=== Provided records ===

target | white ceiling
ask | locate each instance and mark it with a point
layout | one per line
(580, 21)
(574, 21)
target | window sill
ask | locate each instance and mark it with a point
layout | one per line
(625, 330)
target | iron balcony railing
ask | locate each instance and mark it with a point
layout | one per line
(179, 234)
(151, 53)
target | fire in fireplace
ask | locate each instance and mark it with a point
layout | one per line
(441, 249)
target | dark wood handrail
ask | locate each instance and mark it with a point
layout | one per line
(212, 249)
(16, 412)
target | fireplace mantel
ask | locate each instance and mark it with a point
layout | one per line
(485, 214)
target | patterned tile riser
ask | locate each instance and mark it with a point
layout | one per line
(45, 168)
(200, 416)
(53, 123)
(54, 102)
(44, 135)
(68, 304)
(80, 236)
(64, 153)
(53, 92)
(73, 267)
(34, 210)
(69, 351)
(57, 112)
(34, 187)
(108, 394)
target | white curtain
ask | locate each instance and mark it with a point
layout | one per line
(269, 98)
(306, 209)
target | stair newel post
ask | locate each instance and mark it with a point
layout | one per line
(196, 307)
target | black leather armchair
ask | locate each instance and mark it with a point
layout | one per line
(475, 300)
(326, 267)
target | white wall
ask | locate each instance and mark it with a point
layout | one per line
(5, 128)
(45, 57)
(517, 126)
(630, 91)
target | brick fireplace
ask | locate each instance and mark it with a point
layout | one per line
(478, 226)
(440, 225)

===

Aim of the exercise:
Among the lines above, which contain the word "white"? Copy every one.

Exercise response:
target | white ceiling
target | white curtain
target | white wall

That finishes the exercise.